++++ Bacaan Pilihan ++++

Indonesia mempunyai banyak bermacam-macam jenis tanaman. Sebagian dari tanaman di Indonesia dijadikan sebagai obat. Yang terkenal adalah pohon Eucalyptus, dijadikan minyak kayu putih, yang menyelamatkan berjuta-juta bayi sebagai ketahanan kesehatan mereka. Masih banyak lagi contoh tanaman yang lain yang berjenis “rimpang”, yang sangat mudah penanaman dan perawatannya, seperti jahe untuk penghangat badan, kencur untuk obat batuk, temulawak untuk memperbaiki fungsi hati, dan lain-lain.
Semua itu adalah hasil tanaman untuk pengobatan tradisional. Kekayaan tanaman obat ini juga menjadi salah satu arah pembangunan dengan kota hijau di Solo. Kekayaan leluhur dalam kesehatan yang tidak akan merusak lingkungan. Karena proses pembuatan dan pembuangan limbahnya mempunyai alur, dari alam dan akan kembali kealam, tidak akan menimbulkan pencemaran bagi bumi. Daerah-daerah yang menghasilkan tanaman obat atau yang dikenal dengan jamu di area Solo Raya meliputi Sukoharjo dan Wonogiri. Sukoharjo terkenal dengan sebutan daerah “Jamu Gendong“ karena daerah ini terdapat industri jamu yang setiap hari mengoperasikan ibu bapak yang menjual jamu berkeliling dengan cara di gendong pada awalnya karena konsumennya hanya di lingkungan sekitar saja. Sekarang, ada yang menggunakan sepeda atau sepeda motor dan mobil toko karena dipasarkan dengan daerah yang makin meluas.

++++

▶ _Petunjuk Latihan_
Ketik ulang sebagian bacaan tentang tanaman obat di Indonesia. Mulailah dari kata-kata "Indonesia mempunyai banyak" dan berhentilah setelah "hati, dan lain-lain.".

++++ Data Tercatat ++++

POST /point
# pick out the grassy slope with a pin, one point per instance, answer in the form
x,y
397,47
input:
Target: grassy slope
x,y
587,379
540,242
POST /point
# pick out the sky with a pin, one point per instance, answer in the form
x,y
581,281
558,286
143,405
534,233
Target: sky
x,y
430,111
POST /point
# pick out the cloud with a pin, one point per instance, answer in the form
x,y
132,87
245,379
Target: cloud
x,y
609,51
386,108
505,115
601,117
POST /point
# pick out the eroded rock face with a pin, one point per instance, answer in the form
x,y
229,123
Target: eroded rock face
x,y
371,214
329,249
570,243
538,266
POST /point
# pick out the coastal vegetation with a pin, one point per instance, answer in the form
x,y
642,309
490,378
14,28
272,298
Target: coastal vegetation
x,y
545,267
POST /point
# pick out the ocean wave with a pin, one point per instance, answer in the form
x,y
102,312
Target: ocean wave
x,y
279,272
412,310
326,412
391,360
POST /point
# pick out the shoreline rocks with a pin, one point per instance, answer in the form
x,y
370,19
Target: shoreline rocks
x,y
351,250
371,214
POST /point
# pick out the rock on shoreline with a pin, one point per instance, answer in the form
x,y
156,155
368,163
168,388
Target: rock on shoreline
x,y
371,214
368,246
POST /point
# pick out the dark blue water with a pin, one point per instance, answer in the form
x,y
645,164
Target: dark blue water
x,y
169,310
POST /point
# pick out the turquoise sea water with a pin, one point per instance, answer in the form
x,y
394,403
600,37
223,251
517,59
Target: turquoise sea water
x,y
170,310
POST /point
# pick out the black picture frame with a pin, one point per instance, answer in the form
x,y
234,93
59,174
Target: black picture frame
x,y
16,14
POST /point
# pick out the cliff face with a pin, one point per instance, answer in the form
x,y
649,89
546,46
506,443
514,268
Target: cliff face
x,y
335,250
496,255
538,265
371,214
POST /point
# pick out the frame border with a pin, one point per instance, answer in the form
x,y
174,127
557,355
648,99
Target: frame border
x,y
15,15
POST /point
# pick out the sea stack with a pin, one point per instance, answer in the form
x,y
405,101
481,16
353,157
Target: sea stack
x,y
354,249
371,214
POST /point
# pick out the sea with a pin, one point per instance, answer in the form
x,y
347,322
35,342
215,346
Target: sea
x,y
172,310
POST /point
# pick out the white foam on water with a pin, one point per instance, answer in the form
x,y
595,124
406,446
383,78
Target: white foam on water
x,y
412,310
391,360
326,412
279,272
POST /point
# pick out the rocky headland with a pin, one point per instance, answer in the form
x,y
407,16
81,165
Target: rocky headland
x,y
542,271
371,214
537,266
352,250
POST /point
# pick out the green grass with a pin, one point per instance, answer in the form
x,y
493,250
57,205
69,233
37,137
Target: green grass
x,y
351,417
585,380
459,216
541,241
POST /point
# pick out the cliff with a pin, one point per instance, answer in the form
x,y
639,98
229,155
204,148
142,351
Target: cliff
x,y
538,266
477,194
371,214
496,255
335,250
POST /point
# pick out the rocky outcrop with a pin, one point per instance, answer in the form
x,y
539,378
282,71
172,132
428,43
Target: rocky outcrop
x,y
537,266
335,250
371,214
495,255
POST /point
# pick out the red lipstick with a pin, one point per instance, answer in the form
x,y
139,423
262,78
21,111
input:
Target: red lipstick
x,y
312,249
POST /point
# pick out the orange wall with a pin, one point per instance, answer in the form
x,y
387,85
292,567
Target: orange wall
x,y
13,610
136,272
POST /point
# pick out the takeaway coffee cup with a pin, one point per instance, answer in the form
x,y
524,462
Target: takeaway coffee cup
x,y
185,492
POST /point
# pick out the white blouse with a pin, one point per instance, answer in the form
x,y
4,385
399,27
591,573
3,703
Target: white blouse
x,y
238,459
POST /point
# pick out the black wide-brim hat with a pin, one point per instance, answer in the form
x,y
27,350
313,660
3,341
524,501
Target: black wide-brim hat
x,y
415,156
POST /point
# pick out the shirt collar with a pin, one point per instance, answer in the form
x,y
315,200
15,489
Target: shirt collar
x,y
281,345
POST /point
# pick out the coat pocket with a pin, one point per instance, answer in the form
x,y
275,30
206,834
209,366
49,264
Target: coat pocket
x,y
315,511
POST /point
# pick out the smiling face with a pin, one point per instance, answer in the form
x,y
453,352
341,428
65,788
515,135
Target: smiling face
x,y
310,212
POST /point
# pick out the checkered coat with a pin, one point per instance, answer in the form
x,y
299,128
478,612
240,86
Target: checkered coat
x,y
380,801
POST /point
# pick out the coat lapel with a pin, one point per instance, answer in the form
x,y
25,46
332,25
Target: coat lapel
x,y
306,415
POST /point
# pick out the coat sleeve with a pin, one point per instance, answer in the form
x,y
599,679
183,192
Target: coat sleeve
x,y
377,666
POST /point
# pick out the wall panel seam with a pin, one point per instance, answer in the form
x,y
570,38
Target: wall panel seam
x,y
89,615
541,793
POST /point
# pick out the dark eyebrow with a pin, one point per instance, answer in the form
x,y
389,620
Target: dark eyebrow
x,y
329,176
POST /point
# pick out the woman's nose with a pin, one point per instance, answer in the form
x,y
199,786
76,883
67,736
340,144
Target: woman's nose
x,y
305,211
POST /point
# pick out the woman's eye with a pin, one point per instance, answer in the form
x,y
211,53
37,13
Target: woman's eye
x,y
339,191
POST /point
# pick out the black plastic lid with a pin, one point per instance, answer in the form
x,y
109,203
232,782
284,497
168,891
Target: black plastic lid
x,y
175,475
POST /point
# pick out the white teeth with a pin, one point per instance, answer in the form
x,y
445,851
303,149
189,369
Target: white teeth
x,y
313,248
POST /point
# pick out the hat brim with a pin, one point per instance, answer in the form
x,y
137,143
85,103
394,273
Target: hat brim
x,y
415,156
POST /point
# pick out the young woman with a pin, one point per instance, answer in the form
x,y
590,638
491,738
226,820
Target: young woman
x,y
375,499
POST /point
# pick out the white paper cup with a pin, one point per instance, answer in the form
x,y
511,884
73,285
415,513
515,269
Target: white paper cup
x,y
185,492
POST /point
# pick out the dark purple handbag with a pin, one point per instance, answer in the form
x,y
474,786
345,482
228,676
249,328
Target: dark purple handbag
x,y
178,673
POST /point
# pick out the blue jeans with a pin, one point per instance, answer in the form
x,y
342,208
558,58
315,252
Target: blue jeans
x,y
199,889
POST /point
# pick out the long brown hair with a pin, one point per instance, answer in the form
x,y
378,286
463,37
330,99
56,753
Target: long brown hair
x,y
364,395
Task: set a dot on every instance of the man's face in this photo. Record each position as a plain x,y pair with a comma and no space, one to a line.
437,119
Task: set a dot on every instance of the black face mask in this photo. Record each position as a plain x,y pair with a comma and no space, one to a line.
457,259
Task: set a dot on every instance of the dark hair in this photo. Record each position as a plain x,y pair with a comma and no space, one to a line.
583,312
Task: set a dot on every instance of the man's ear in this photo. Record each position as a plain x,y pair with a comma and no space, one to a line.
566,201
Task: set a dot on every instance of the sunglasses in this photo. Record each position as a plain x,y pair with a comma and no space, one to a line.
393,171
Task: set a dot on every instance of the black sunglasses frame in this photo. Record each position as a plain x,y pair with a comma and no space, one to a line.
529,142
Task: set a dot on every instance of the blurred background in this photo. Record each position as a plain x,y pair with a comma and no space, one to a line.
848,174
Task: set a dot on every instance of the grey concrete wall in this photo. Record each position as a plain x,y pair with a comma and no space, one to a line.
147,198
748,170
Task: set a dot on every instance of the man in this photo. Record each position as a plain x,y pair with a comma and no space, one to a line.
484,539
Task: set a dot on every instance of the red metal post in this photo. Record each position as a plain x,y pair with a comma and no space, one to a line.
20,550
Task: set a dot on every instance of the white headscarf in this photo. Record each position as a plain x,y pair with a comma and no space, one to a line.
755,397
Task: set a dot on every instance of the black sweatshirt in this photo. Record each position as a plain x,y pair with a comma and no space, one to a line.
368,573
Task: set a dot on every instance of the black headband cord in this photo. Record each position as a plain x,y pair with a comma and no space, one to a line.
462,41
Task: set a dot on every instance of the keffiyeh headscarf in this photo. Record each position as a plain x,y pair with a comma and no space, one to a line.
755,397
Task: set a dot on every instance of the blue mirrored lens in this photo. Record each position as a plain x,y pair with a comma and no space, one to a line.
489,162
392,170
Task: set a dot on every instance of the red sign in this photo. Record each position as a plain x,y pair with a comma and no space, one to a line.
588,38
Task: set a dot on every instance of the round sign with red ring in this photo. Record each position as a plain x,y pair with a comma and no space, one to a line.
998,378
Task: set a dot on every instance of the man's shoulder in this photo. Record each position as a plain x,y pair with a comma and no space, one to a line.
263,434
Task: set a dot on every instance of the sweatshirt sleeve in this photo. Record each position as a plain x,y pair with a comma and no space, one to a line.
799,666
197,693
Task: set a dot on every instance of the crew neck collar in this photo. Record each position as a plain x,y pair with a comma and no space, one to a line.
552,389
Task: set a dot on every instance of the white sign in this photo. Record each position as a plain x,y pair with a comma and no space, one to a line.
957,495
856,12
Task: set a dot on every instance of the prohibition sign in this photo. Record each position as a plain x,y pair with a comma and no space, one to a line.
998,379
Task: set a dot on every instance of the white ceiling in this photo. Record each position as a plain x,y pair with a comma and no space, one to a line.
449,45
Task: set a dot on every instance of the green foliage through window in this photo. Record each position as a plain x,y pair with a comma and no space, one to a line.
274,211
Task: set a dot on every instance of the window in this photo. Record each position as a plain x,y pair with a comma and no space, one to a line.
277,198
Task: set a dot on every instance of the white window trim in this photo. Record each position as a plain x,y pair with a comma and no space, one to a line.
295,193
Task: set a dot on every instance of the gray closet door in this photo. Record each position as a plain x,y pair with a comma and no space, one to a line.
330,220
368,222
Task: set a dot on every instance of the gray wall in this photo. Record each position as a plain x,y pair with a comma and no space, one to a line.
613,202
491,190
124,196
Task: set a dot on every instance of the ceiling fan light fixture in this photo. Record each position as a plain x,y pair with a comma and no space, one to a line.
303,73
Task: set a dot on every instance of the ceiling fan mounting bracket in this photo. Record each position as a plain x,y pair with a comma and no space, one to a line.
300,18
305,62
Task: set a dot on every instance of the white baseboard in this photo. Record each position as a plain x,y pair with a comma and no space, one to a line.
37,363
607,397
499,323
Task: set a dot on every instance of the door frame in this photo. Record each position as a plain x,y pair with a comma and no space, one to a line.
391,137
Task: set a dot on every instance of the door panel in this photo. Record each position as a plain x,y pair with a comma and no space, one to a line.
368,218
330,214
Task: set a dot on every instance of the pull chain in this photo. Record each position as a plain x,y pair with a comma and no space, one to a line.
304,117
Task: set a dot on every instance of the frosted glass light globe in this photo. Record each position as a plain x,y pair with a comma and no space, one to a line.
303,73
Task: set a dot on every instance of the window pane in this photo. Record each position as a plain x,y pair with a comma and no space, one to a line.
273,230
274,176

++++

▶ _Hasil Pengerjaan_
Indonesia mempunyai banyak bermacam-macam jenis tanaman. Sebagian dari tanaman di Indonesia dijadikan sebagai obat. Yang terkenal adalah pohon Eucalyptus, dijadikan minyak kayu putih, yang menyelamatkan berjuta-juta bayi sebagai ketahanan kesehatan mereka. Masih banyak lagi contoh tanaman yang lain yang berjenis “rimpang”, yang sangat mudah penanaman dan perawatannya, seperti jahe untuk penghangat badan, kencur untuk obat batuk, temulawak untuk memperbaiki fungsi hati, dan lain-lain.